* TO DO *
Write out, character for character, the line containing "of the climbing" and all lines after it up to the end of the listing.

* Start INPUT RECORDS *

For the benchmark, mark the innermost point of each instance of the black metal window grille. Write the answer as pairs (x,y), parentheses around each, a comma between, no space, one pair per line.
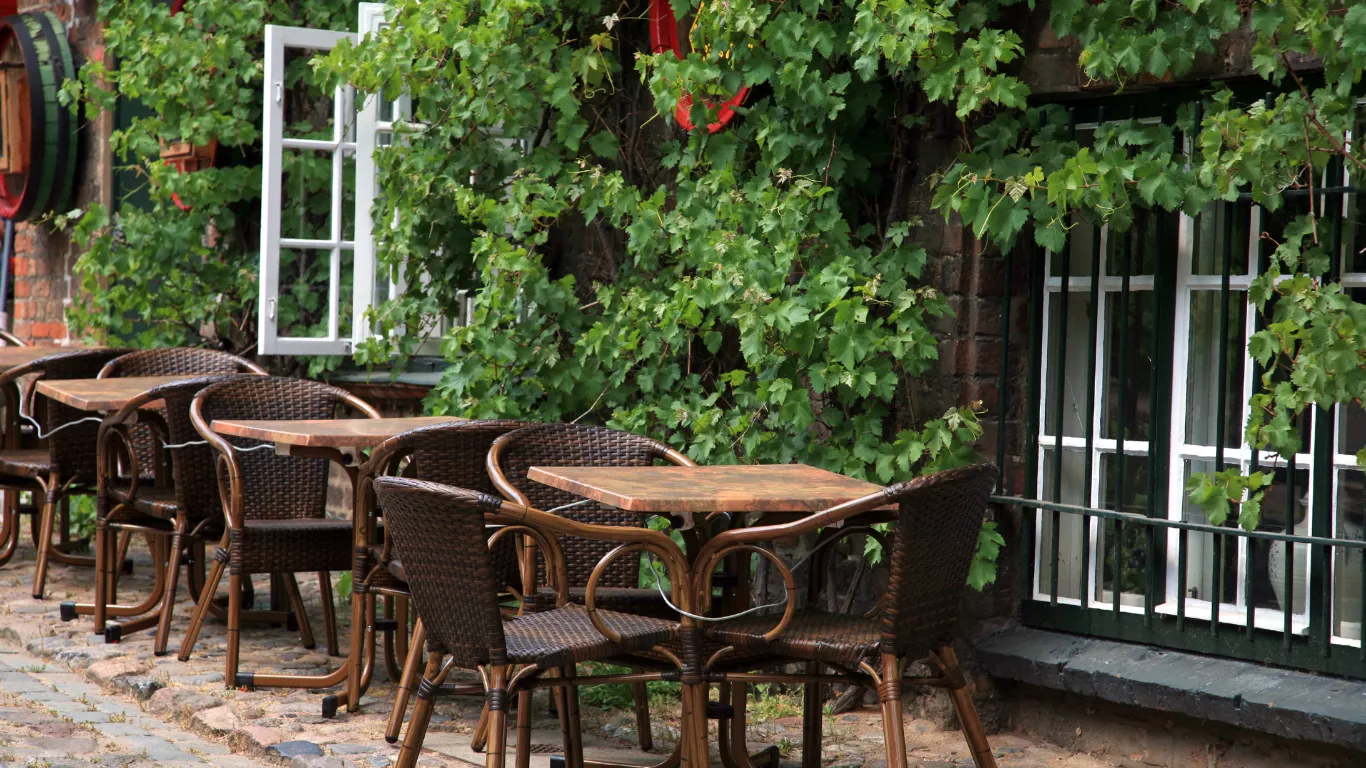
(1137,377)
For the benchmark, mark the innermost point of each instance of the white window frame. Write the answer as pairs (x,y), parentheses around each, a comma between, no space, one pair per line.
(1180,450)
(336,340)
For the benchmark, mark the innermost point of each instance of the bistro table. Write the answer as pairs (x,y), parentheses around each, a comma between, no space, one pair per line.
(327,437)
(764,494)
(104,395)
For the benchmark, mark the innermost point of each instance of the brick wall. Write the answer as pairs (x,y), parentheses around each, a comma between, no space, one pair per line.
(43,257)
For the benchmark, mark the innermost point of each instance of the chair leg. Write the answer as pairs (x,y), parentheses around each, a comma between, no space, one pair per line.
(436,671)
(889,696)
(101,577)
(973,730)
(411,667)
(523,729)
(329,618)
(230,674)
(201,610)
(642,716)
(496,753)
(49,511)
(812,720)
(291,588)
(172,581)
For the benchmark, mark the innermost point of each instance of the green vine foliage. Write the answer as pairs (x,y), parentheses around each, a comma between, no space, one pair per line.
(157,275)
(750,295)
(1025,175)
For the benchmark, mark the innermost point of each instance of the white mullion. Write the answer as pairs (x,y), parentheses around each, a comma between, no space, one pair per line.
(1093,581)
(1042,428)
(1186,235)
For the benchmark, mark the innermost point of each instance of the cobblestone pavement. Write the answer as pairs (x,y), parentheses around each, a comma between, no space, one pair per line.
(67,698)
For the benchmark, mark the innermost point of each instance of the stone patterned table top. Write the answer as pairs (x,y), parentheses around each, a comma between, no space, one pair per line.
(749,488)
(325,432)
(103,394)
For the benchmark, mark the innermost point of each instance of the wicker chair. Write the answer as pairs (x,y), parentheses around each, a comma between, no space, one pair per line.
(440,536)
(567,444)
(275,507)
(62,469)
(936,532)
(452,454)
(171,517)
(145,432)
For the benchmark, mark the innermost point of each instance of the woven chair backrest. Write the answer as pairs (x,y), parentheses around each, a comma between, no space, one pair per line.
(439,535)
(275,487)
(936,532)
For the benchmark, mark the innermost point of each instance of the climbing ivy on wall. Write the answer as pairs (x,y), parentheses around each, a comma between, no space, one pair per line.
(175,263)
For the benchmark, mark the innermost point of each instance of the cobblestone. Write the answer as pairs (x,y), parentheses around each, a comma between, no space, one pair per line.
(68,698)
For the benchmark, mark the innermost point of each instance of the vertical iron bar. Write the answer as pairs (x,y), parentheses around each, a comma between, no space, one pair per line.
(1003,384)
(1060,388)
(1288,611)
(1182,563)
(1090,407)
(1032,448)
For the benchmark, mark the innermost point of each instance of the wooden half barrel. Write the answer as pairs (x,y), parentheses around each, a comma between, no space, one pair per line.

* End INPUT RECORDS *

* WRITTEN RESPONSE *
For the benchmark, mark the innermost point of each instance of the climbing ivy on wall. Write the answer as pairs (x,y), parentheses around each, a comma between, no space, one pair per line.
(175,263)
For the benchmark, mark the innermost point of each instance of the cobblestone. Write the answer as pairs (x,y), parentheses around each, a comma between, no space, one pair per line.
(68,698)
For the benchmark, mark the innermost point of each instance of the vertical iron bar. Write the answer as pairs (x,y), parentheses around each, a comma between, no space, one pair per line.
(1003,384)
(1060,388)
(1288,611)
(1182,563)
(1090,407)
(1032,448)
For the benchmark, mark the innermost point of each instance of the wooden half barrel. Write the answer as pairs (x,y), parentheses around each, a comma between, no space, one pair per line.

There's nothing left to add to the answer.